***** Extracted entries *****

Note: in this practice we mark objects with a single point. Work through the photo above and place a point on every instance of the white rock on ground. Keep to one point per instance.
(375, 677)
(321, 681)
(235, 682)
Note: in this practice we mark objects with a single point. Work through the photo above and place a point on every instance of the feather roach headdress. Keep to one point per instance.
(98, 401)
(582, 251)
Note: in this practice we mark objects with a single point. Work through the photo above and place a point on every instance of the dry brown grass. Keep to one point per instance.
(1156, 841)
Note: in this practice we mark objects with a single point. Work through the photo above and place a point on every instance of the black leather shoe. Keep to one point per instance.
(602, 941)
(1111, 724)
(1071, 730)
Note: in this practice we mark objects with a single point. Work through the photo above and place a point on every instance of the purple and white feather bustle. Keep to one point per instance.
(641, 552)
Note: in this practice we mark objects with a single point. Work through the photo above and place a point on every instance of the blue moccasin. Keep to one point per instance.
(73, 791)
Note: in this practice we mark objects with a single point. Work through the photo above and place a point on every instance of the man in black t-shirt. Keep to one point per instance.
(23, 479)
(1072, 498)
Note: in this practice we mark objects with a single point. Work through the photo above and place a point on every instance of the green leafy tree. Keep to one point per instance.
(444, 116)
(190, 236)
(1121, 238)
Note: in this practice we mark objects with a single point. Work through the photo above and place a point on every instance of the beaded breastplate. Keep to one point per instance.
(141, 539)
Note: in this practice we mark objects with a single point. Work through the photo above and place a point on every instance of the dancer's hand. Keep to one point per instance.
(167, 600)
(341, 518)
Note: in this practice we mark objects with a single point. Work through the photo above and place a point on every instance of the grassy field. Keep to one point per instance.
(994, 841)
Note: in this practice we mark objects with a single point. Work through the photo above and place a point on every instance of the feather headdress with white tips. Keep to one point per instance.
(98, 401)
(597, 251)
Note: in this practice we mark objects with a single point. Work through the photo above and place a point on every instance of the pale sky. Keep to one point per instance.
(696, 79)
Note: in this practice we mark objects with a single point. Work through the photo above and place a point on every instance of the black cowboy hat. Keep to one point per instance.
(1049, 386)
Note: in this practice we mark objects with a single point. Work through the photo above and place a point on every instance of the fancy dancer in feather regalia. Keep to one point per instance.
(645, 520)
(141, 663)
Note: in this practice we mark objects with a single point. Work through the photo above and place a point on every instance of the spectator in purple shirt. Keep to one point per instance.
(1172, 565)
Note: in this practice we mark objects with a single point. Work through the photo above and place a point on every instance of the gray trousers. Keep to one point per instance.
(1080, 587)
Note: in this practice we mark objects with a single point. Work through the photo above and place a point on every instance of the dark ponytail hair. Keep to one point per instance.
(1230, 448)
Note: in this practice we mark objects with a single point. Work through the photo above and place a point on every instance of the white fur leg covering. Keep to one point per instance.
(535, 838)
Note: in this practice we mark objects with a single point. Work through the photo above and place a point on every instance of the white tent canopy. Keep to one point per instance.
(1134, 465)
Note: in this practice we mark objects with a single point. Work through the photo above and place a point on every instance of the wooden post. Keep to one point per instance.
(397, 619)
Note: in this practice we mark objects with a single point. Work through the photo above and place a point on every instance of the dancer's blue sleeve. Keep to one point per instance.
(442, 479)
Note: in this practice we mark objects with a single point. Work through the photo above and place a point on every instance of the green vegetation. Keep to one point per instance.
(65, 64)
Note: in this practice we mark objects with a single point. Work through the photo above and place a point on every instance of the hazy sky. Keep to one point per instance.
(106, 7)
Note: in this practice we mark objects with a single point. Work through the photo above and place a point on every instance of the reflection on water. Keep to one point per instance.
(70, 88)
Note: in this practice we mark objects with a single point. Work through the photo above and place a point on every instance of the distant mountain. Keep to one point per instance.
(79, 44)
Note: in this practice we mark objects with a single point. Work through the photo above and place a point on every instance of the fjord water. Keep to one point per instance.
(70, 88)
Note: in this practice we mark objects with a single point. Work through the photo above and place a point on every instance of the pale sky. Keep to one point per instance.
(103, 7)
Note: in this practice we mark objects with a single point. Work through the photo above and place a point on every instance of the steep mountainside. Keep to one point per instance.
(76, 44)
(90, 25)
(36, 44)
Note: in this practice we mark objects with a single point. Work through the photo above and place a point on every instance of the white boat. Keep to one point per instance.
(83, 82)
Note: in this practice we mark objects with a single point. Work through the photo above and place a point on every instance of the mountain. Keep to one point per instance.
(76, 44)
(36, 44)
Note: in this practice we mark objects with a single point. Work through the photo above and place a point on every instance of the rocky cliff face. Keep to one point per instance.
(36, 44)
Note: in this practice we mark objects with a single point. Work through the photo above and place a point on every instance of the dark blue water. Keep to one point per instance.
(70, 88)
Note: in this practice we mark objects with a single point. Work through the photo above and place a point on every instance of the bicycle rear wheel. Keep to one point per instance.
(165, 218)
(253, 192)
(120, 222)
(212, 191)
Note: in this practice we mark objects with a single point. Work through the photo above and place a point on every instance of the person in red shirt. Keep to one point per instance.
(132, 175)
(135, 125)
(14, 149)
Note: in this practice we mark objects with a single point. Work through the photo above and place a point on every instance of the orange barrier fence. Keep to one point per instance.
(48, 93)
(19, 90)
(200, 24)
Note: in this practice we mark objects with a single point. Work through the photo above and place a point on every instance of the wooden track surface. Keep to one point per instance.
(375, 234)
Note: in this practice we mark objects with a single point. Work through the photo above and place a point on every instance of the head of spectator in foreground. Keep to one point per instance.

*****

Required action | Retype all of the entries exactly, please.

Exercise response |
Note: in this practice we mark objects with a single point. Work through the photo above and place a point on every instance of the white rock on ground. Keep to one point per instance.
(375, 677)
(321, 681)
(235, 682)
Note: in this practice we mark objects with a single point. Work through the photo above and place a point on every instance of the feather roach headdress. Keep to one point per instance.
(98, 401)
(582, 251)
Note: in this practice we mark objects with a single point. Work through the photo above and place a point on every instance of the dry brown grass. Keep to one point per instance.
(1156, 841)
Note: in this practice we mark objects with a single point. Work through the photo above and place a point on every instance of the black leather shoe. Keep to one point per instance.
(602, 941)
(1111, 724)
(1071, 730)
Note: in this practice we mark objects with a single point. Work through the photo above and place a point on every instance of the purple and white feather bustle. Keep to one point per instance.
(641, 552)
Note: in this practice we mark objects with a single point. Work through the photo above and place a point on every instance of the blue moccasin. Keep to one point per instance.
(73, 791)
Note: in this practice we mark objects with a single point. Work through the photo above and place a point on every instance of the man in black t-shirt. Keep to one point per instance.
(23, 479)
(1072, 498)
Note: in this practice we mark objects with a single point. Work through the photo above and place a point on every instance of the green leafy tree. Keep to one point per instance.
(444, 116)
(190, 236)
(1121, 238)
Note: in this practice we mark objects with a single point. Work through the photo above and place a point on every instance of the beaded breastplate. Keep to one point per instance.
(141, 539)
Note: in this practice we mark objects with a single point. Work through the photo above and place a point on every instance of the dancer's hand. Keep to one point per instance.
(167, 600)
(341, 518)
Note: in this practice we mark objects with a single point. Work through the photo above and place a point on every instance of the grassy field. Keep to one point per instance.
(994, 841)
Note: in this practice we mark objects with a single point. Work through the photo above and place a point on every instance of the feather headdress with white tips. Keep to one point per instance.
(98, 401)
(597, 251)
Note: in this practice we mark objects with a single point. Work through the photo above and place a point on every instance of the pale sky. Keep to one point per instance.
(696, 79)
Note: in this practice we mark objects with a single point. Work through the photo above and place a point on every instance of the black cowboy hat. Keep to one point per instance.
(1049, 386)
Note: in this practice we mark objects with a single point. Work through the photo above and place a point on every instance of the fancy dancer in feather regalia. Keep to one point per instance.
(645, 520)
(141, 663)
Note: in this practice we mark objects with a single point. Work through the photo above and place a point on every instance of the spectator in purple shirt. Keep to one point per instance.
(1172, 565)
Note: in this practice we mark objects with a single point. Work through the photo above and place a point on every instance of the gray trousers. Keep to one point per instance.
(1080, 587)
Note: in this practice we mark objects with a single point. Work through the photo above and place a point on every instance of the dark ponytail hair. Keep to one point per instance.
(1230, 448)
Note: in this practice we mark objects with a single point. Work through the photo above and place a point on every instance of the white fur leg covering. Keep to one point per instance.
(535, 838)
Note: in this practice we mark objects with a single point. Work through the photo above and place a point on every instance of the white tent canopy. Keep to one point per instance.
(1134, 465)
Note: in this practice we mark objects with a single point. Work through the photo above and place a point on every instance of the wooden post. Keep to one point per instance.
(397, 619)
Note: in this practice we mark objects with a single point. Work through the photo above and place a point on every instance of the dancer's blue sleeve. Keep to one point per instance.
(442, 479)
Note: in this practice we mark objects with a single point. Work through the photo above and place a point on every instance of the green vegetation. Keep to one point per instance.
(65, 64)
Note: in this practice we mark objects with a single point. Work through the photo above and place a point on every instance of the hazy sky. Keep to one point per instance.
(106, 7)
Note: in this practice we mark objects with a single point. Work through the photo above and place a point on every instance of the reflection on water. Keep to one point per instance.
(70, 88)
Note: in this practice we mark objects with a single point. Work through the photo above and place a point on every instance of the distant mountain. Keep to one point per instance.
(79, 44)
Note: in this practice we mark objects with a single point. Work through the photo above and place a point on every instance of the fjord water. Keep to one point per instance.
(70, 88)
Note: in this practice we mark objects with a single point. Work through the photo above and place a point on every instance of the pale sky. Keep to one point per instance.
(103, 7)
Note: in this practice we mark objects with a single point. Work through the photo above and place a point on every instance of the steep mountainside. Keep to one point per instance.
(76, 44)
(90, 25)
(36, 44)
Note: in this practice we mark objects with a single point. Work through the photo above and place a point on every instance of the white boat. Keep to one point per instance.
(83, 82)
Note: in this practice we mark objects with a single point. Work through the photo above and place a point on every instance of the mountain. Keep to one point per instance.
(76, 44)
(36, 44)
Note: in this practice we mark objects with a single point. Work through the photo above and place a point on every instance of the rocky cliff face. Keep to one point per instance.
(36, 44)
Note: in this practice we mark objects with a single point. Work through the photo above and place a point on every instance of the dark blue water. Keep to one point per instance.
(70, 88)
Note: in this practice we mark objects with a single point. Work through the photo above and place a point on every instance of the bicycle rear wheel. Keep to one point per instance.
(165, 218)
(253, 192)
(120, 222)
(212, 191)
Note: in this practice we mark objects with a single point. Work through the photo above and place a point on every instance of the person in red shirt. Keep to one point per instance.
(132, 175)
(135, 125)
(14, 149)
Note: in this practice we mark objects with a single point. Work through the photo above and place a point on every instance of the orange barrier fence. Keep to one point per instance.
(48, 93)
(19, 90)
(200, 24)
Note: in this practice we mark objects with a single point. Work through the photo above and place a point on every instance of the wooden track surface. Keep to one point per instance.
(375, 234)
Note: in this practice we mark objects with a single point. Work through the photo above and place a point on every instance of the head of spectator in foreground. Keep to one point per instance.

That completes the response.